Data for this task:
◆ ◆ ◆ ◆

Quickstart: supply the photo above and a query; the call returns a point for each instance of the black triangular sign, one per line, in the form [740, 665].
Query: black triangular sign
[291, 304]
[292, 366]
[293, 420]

◆ ◆ ◆ ◆

Rewrite the listing with every "triangular" swapped for "three-cornered", keeping everything else the same.

Reply to the exercise:
Quickstart: supply the photo above and a query; the call returns a point for each instance of the black three-cornered sign, one per line, in the form [740, 665].
Query: black three-cornered sign
[291, 304]
[292, 366]
[293, 420]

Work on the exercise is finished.